> _Directives_
**a.** Reproduce the article below on the IRS quarterly list of people who gave up U.S. citizenship, word for word.
**b.** Find each line in the rows below that contains the string "slope" with the same capitalization, and copy those lines.

> _Document text_
────────────────────────────────────────
= Quarterly Publication of Individuals Who Have Chosen to Expatriate =

American government publication

The Quarterly Publication of Individuals Who Have Chosen to Expatriate, also known as the Quarterly Publication of Individuals, Who Have Chosen to Expatriate, as Required by Section 6039G, is a publication of the United States Internal Revenue Service (IRS) in the Federal Register, listing the names of certain individuals with respect to whom the IRS has received information regarding loss of citizenship during the preceding quarter.

==Overview==
The practice of publishing the names of ex-citizens is not unique to the United States. South Korea's Ministry of Justice, for example, also publishes the names of people losing South Korean nationality in the government gazette. Prior to the 1990s, however, loss of United States citizenship was not a matter of public record; the State Department considered that routine disclosure of the names of people giving up U.S. citizenship might violate the Privacy Act of 1974 and other laws.

The United States government first released a list of former U.S. citizens in a State Department letter to Congress made public by a 1995 Joint Committee on Taxation report. That report contained the names of 978 people who had relinquished U.S. citizenship between January 1, 1994 and April 25, 1995. This action was in the larger context of widespread media attention to the issue of wealthy individuals who gave up citizenship to avoid United States taxes. As a result, several legislators proposed bills or amendments to end the confidentiality surrounding loss of citizenship, and to publish the names of ex-citizens. The one that eventually passed was an amendment by Sam Gibbons (D-FL) to the Health Insurance Portability and Accountability Act of 1996. That amendment added new provisions to the Internal Revenue Code (now at ) to require that the Treasury Department publish the names of persons relinquishing U.S. citizenship within thirty days after the end of each calendar quarter. Publication began in 1996; lists published in 1997 included the names of people losing citizenship after 1995. The list includes only the names of former citizens, not their reasons for giving up citizenship or other information about them. Lawyers familiar with the process state that it takes roughly six months after people give up citizenship for their names to appear in the list.
────────────────────────────────────────
> _Provided data_
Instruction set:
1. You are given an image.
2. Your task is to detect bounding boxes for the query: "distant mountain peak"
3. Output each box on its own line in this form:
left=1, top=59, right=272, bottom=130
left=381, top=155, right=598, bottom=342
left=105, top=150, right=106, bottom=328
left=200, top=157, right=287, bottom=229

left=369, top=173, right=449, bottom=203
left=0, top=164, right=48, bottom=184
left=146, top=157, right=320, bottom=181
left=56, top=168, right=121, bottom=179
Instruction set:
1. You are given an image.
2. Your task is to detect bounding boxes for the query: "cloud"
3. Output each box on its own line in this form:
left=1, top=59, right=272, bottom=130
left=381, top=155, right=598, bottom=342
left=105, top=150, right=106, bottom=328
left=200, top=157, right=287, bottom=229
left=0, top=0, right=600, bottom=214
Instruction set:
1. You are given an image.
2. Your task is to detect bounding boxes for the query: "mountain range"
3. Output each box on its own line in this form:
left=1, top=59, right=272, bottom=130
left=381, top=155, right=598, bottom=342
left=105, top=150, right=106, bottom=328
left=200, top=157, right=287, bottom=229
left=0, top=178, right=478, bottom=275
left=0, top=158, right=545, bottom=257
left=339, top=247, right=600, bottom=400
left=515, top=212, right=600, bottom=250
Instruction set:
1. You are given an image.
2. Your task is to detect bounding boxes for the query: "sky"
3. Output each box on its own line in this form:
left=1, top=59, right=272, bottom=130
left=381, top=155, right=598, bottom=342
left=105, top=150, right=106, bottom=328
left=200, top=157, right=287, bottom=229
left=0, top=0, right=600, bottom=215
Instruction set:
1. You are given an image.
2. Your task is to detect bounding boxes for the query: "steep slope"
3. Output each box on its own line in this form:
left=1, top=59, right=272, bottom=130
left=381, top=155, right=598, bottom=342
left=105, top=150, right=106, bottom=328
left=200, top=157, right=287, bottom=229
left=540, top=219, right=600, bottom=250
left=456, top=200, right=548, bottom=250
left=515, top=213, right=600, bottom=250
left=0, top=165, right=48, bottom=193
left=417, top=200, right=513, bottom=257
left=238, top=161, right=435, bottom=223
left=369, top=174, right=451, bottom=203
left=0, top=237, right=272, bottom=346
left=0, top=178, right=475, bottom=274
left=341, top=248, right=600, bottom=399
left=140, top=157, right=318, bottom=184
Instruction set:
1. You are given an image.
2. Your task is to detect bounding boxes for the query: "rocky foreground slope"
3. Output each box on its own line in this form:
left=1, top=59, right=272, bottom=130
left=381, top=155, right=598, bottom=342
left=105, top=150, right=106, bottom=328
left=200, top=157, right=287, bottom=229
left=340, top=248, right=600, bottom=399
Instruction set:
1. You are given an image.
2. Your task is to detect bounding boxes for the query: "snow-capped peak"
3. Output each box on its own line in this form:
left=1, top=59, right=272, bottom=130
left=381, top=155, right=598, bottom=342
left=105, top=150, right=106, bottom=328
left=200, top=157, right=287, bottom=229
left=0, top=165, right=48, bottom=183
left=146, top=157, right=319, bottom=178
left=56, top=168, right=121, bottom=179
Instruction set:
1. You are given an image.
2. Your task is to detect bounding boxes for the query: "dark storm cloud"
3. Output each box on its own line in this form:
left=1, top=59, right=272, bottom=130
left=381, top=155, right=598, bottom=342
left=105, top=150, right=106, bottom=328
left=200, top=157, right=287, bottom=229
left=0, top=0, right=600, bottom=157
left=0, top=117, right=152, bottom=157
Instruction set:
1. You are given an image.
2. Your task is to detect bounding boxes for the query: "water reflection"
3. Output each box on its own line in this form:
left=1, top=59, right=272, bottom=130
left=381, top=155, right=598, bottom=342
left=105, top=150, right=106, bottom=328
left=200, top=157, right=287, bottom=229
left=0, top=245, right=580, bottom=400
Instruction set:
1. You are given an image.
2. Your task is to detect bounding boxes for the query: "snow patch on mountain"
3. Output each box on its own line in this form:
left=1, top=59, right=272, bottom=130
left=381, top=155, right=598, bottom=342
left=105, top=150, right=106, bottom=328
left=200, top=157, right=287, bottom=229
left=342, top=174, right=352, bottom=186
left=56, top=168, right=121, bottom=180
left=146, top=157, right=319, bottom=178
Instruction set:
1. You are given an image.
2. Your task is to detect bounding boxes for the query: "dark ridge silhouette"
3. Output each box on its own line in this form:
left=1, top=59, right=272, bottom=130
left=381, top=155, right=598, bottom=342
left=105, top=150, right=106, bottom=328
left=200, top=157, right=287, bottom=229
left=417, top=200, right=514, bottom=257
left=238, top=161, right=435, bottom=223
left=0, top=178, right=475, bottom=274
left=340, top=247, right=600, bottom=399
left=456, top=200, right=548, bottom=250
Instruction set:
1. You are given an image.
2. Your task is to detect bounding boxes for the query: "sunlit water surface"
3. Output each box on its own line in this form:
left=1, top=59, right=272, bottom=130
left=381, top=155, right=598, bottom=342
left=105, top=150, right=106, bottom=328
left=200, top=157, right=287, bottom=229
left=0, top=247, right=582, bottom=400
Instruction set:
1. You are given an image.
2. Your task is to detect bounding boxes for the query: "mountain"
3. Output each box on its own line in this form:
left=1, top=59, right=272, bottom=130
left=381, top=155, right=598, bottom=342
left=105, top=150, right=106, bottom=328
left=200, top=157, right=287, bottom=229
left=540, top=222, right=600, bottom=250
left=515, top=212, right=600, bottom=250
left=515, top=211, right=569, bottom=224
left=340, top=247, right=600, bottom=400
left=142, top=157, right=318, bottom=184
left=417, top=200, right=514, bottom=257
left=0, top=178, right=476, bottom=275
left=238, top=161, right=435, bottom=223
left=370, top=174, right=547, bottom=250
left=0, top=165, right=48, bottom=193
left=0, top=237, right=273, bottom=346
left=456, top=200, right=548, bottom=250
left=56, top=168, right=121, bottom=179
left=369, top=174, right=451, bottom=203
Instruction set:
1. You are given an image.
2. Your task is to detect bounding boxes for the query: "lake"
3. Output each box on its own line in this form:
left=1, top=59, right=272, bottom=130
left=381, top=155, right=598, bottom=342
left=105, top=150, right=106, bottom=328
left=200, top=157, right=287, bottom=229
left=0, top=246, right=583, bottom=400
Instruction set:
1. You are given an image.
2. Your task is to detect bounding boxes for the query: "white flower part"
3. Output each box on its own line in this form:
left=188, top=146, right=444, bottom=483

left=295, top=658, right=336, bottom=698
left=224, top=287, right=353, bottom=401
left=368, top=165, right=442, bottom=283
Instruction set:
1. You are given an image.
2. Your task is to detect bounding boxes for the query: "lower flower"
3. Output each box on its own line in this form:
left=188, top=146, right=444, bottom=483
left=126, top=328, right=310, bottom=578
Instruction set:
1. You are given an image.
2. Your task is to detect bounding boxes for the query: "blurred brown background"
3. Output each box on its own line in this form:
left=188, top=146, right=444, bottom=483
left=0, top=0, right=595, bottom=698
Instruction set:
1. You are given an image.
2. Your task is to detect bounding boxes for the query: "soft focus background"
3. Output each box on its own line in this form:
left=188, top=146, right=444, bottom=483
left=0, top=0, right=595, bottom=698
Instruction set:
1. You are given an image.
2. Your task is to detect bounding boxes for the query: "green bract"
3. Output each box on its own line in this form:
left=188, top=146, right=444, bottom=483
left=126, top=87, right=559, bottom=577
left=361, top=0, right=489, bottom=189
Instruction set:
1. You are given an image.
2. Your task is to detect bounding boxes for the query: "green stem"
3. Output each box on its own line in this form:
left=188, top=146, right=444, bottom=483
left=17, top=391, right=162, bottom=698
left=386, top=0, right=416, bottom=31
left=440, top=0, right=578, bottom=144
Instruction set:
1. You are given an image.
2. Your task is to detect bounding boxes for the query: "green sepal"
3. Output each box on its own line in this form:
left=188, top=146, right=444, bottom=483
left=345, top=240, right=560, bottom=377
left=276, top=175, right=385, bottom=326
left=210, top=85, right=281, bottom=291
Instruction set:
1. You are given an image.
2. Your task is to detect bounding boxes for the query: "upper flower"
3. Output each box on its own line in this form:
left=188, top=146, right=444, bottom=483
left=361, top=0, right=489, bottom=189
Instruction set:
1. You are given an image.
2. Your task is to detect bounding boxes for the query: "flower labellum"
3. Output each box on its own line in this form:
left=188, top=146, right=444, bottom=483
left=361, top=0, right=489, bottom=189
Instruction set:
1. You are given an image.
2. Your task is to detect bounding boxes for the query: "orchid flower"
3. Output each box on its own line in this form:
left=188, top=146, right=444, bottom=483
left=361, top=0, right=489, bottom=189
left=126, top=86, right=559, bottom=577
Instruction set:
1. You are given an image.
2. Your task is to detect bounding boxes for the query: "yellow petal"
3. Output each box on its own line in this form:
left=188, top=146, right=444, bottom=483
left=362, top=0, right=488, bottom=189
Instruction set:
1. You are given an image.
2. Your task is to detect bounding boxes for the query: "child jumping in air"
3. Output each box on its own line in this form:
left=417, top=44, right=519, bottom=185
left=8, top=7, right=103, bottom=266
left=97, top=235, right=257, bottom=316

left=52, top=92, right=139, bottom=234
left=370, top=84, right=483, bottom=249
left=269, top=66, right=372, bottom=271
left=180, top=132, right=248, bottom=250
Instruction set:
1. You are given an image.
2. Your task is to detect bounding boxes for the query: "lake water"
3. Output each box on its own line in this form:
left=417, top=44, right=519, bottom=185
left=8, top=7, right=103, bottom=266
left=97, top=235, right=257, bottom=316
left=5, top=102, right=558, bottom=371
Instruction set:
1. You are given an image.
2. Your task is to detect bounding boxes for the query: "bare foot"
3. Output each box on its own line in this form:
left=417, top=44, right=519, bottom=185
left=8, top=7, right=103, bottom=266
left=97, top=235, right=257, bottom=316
────────────────────────────────────────
> _Problem solutions_
**a.**
= Quarterly Publication of Individuals Who Have Chosen to Expatriate =

American government publication

The Quarterly Publication of Individuals Who Have Chosen to Expatriate, also known as the Quarterly Publication of Individuals, Who Have Chosen to Expatriate, as Required by Section 6039G, is a publication of the United States Internal Revenue Service (IRS) in the Federal Register, listing the names of certain individuals with respect to whom the IRS has received information regarding loss of citizenship during the preceding quarter.

==Overview==
The practice of publishing the names of ex-citizens is not unique to the United States. South Korea's Ministry of Justice, for example, also publishes the names of people losing South Korean nationality in the government gazette. Prior to the 1990s, however, loss of United States citizenship was not a matter of public record; the State Department considered that routine disclosure of the names of people giving up U.S. citizenship might violate the Privacy Act of 1974 and other laws.

The United States government first released a list of former U.S. citizens in a State Department letter to Congress made public by a 1995 Joint Committee on Taxation report. That report contained the names of 978 people who had relinquished U.S. citizenship between January 1, 1994 and April 25, 1995. This action was in the larger context of widespread media attention to the issue of wealthy individuals who gave up citizenship to avoid United States taxes. As a result, several legislators proposed bills or amendments to end the confidentiality surrounding loss of citizenship, and to publish the names of ex-citizens. The one that eventually passed was an amendment by Sam Gibbons (D-FL) to the Health Insurance Portability and Accountability Act of 1996. That amendment added new provisions to the Internal Revenue Code (now at ) to require that the Treasury Department publish the names of persons relinquishing U.S. citizenship within thirty days after the end of each calendar quarter. Publication began in 1996; lists published in 1997 included the names of people losing citizenship after 1995. The list includes only the names of former citizens, not their reasons for giving up citizenship or other information about them. Lawyers familiar with the process state that it takes roughly six months after people give up citizenship for their names to appear in the list.

**b.**
2. Your task is to detect bounding boxes for the query: "steep slope"
2. Your task is to detect bounding boxes for the query: "rocky foreground slope"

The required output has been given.